* _WORK ORDER_
Restate exactly, and only, the lines from the one containing "find metal deck" through the end of the entries, keeping both endpoints.

(DATASET EXTRACT)

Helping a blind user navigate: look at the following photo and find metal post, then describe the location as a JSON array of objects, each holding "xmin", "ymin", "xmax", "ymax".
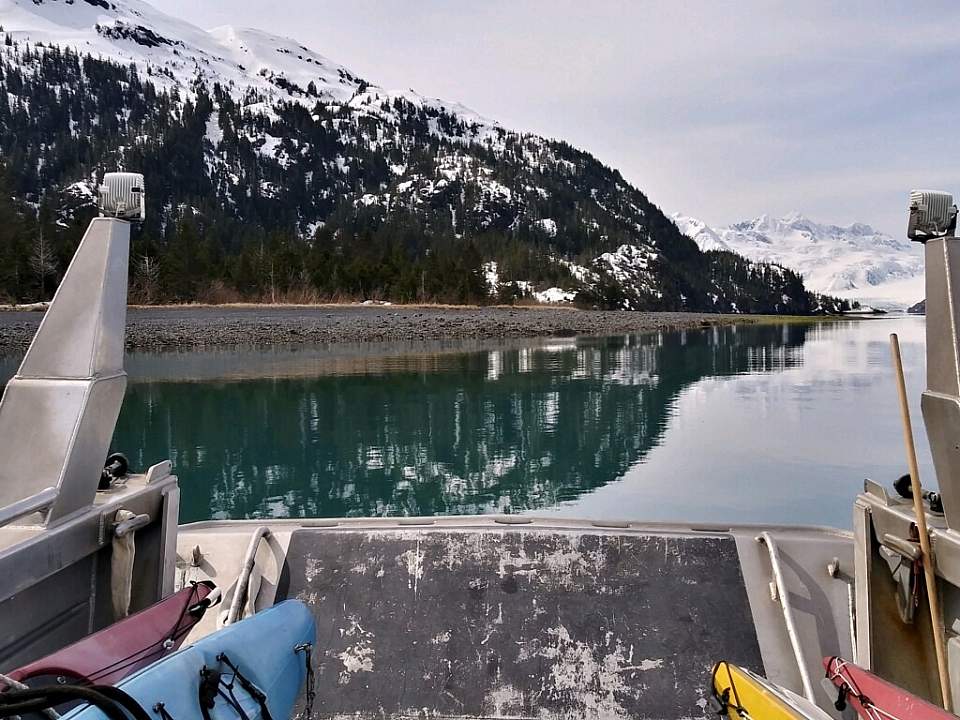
[
  {"xmin": 921, "ymin": 236, "xmax": 960, "ymax": 530},
  {"xmin": 0, "ymin": 218, "xmax": 130, "ymax": 525}
]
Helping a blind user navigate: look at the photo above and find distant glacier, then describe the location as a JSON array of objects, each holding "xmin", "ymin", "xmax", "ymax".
[{"xmin": 671, "ymin": 212, "xmax": 924, "ymax": 310}]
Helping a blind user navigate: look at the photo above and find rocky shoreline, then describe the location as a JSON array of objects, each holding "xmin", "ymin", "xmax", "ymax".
[{"xmin": 0, "ymin": 305, "xmax": 776, "ymax": 352}]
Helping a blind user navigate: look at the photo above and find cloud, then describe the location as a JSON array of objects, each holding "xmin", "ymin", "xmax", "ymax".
[{"xmin": 151, "ymin": 0, "xmax": 960, "ymax": 235}]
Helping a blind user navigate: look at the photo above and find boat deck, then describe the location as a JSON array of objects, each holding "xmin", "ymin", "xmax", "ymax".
[{"xmin": 176, "ymin": 517, "xmax": 854, "ymax": 720}]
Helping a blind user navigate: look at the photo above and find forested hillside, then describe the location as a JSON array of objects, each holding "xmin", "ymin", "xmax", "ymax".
[{"xmin": 0, "ymin": 6, "xmax": 849, "ymax": 313}]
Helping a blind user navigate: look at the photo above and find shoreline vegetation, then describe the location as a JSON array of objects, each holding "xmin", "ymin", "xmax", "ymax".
[{"xmin": 0, "ymin": 304, "xmax": 860, "ymax": 353}]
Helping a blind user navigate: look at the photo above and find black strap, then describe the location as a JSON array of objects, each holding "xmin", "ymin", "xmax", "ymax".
[
  {"xmin": 833, "ymin": 684, "xmax": 848, "ymax": 712},
  {"xmin": 198, "ymin": 666, "xmax": 222, "ymax": 720},
  {"xmin": 217, "ymin": 654, "xmax": 272, "ymax": 720},
  {"xmin": 295, "ymin": 643, "xmax": 315, "ymax": 720},
  {"xmin": 708, "ymin": 662, "xmax": 748, "ymax": 718},
  {"xmin": 218, "ymin": 688, "xmax": 251, "ymax": 720},
  {"xmin": 198, "ymin": 655, "xmax": 272, "ymax": 720},
  {"xmin": 153, "ymin": 702, "xmax": 177, "ymax": 720},
  {"xmin": 187, "ymin": 581, "xmax": 220, "ymax": 618}
]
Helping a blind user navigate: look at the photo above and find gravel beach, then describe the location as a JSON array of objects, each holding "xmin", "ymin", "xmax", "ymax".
[{"xmin": 0, "ymin": 305, "xmax": 766, "ymax": 352}]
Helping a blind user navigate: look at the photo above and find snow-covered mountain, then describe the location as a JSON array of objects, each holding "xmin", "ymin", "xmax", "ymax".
[
  {"xmin": 0, "ymin": 0, "xmax": 500, "ymax": 140},
  {"xmin": 0, "ymin": 0, "xmax": 841, "ymax": 313},
  {"xmin": 672, "ymin": 212, "xmax": 924, "ymax": 309}
]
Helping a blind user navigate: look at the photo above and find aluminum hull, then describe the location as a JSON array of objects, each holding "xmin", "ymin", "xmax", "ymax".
[{"xmin": 176, "ymin": 516, "xmax": 854, "ymax": 719}]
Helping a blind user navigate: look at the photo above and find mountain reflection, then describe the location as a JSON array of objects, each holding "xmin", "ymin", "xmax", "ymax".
[{"xmin": 110, "ymin": 324, "xmax": 809, "ymax": 522}]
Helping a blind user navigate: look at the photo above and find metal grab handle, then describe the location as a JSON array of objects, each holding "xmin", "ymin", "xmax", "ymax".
[
  {"xmin": 113, "ymin": 512, "xmax": 150, "ymax": 537},
  {"xmin": 756, "ymin": 532, "xmax": 816, "ymax": 703},
  {"xmin": 225, "ymin": 527, "xmax": 271, "ymax": 625},
  {"xmin": 881, "ymin": 533, "xmax": 922, "ymax": 562}
]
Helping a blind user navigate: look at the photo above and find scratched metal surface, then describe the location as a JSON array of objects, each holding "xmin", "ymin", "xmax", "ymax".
[{"xmin": 277, "ymin": 529, "xmax": 762, "ymax": 720}]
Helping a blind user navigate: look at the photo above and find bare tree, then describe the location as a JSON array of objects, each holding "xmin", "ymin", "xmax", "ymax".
[
  {"xmin": 133, "ymin": 254, "xmax": 160, "ymax": 304},
  {"xmin": 28, "ymin": 227, "xmax": 56, "ymax": 300}
]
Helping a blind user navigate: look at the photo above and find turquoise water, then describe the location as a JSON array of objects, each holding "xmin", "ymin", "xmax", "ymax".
[{"xmin": 0, "ymin": 317, "xmax": 932, "ymax": 528}]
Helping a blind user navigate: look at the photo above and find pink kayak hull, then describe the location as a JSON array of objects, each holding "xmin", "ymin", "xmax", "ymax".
[
  {"xmin": 823, "ymin": 656, "xmax": 952, "ymax": 720},
  {"xmin": 4, "ymin": 581, "xmax": 216, "ymax": 687}
]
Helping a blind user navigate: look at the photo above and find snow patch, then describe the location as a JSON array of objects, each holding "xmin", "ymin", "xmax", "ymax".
[
  {"xmin": 483, "ymin": 261, "xmax": 499, "ymax": 291},
  {"xmin": 533, "ymin": 287, "xmax": 576, "ymax": 304},
  {"xmin": 533, "ymin": 218, "xmax": 558, "ymax": 237},
  {"xmin": 672, "ymin": 211, "xmax": 924, "ymax": 309}
]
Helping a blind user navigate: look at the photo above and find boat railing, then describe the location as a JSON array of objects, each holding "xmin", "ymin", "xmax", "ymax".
[
  {"xmin": 225, "ymin": 526, "xmax": 272, "ymax": 625},
  {"xmin": 0, "ymin": 487, "xmax": 57, "ymax": 528},
  {"xmin": 756, "ymin": 531, "xmax": 817, "ymax": 702}
]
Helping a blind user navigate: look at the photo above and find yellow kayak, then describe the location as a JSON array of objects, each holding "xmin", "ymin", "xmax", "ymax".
[{"xmin": 710, "ymin": 661, "xmax": 832, "ymax": 719}]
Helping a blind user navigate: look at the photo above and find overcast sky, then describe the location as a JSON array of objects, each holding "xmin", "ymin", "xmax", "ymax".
[{"xmin": 151, "ymin": 0, "xmax": 960, "ymax": 236}]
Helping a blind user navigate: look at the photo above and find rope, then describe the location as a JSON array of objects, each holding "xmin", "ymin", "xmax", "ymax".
[
  {"xmin": 0, "ymin": 674, "xmax": 28, "ymax": 692},
  {"xmin": 709, "ymin": 662, "xmax": 753, "ymax": 719},
  {"xmin": 724, "ymin": 662, "xmax": 746, "ymax": 716},
  {"xmin": 825, "ymin": 659, "xmax": 906, "ymax": 720},
  {"xmin": 0, "ymin": 672, "xmax": 60, "ymax": 720},
  {"xmin": 0, "ymin": 685, "xmax": 147, "ymax": 720}
]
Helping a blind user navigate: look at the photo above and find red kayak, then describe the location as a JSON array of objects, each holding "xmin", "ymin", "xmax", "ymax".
[
  {"xmin": 3, "ymin": 581, "xmax": 218, "ymax": 688},
  {"xmin": 823, "ymin": 656, "xmax": 952, "ymax": 720}
]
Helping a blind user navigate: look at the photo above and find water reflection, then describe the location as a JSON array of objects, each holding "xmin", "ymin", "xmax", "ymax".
[
  {"xmin": 107, "ymin": 324, "xmax": 811, "ymax": 522},
  {"xmin": 544, "ymin": 317, "xmax": 931, "ymax": 529},
  {"xmin": 0, "ymin": 319, "xmax": 925, "ymax": 527}
]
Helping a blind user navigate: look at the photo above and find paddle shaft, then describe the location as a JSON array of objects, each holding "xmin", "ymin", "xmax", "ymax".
[{"xmin": 890, "ymin": 332, "xmax": 953, "ymax": 711}]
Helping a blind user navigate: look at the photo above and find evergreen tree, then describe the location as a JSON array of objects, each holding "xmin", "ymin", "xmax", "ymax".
[{"xmin": 0, "ymin": 39, "xmax": 837, "ymax": 313}]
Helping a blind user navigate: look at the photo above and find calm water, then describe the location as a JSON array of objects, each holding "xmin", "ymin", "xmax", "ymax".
[{"xmin": 0, "ymin": 317, "xmax": 932, "ymax": 528}]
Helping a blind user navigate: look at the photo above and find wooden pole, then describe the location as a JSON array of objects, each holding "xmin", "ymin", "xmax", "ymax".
[{"xmin": 890, "ymin": 332, "xmax": 953, "ymax": 711}]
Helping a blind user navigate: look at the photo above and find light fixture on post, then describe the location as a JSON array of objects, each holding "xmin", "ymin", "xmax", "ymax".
[
  {"xmin": 907, "ymin": 190, "xmax": 957, "ymax": 242},
  {"xmin": 98, "ymin": 172, "xmax": 145, "ymax": 222}
]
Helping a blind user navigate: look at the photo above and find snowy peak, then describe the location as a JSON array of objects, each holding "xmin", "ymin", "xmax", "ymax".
[
  {"xmin": 1, "ymin": 0, "xmax": 501, "ymax": 137},
  {"xmin": 1, "ymin": 0, "xmax": 365, "ymax": 101},
  {"xmin": 670, "ymin": 213, "xmax": 729, "ymax": 252},
  {"xmin": 0, "ymin": 0, "xmax": 845, "ymax": 315},
  {"xmin": 731, "ymin": 212, "xmax": 902, "ymax": 250},
  {"xmin": 672, "ymin": 212, "xmax": 923, "ymax": 308}
]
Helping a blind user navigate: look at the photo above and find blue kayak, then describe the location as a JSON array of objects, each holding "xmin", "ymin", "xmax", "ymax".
[{"xmin": 62, "ymin": 600, "xmax": 316, "ymax": 720}]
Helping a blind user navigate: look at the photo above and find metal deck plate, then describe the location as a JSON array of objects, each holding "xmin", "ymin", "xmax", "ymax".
[{"xmin": 277, "ymin": 528, "xmax": 762, "ymax": 720}]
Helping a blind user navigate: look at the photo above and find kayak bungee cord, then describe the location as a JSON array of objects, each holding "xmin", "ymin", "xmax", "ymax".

(End DATASET EXTRACT)

* _REPLY_
Helping a blind user navigate: look at the photo above and find metal deck plate, then describe the location as a JSON array of objects, each holding "xmin", "ymin", "xmax", "ymax".
[{"xmin": 277, "ymin": 528, "xmax": 762, "ymax": 720}]
Helping a blind user navigate: look at the photo above and find kayak bungee cord, then describe the location as a JSON array of objects, each holding "xmin", "ymin", "xmax", "ymax".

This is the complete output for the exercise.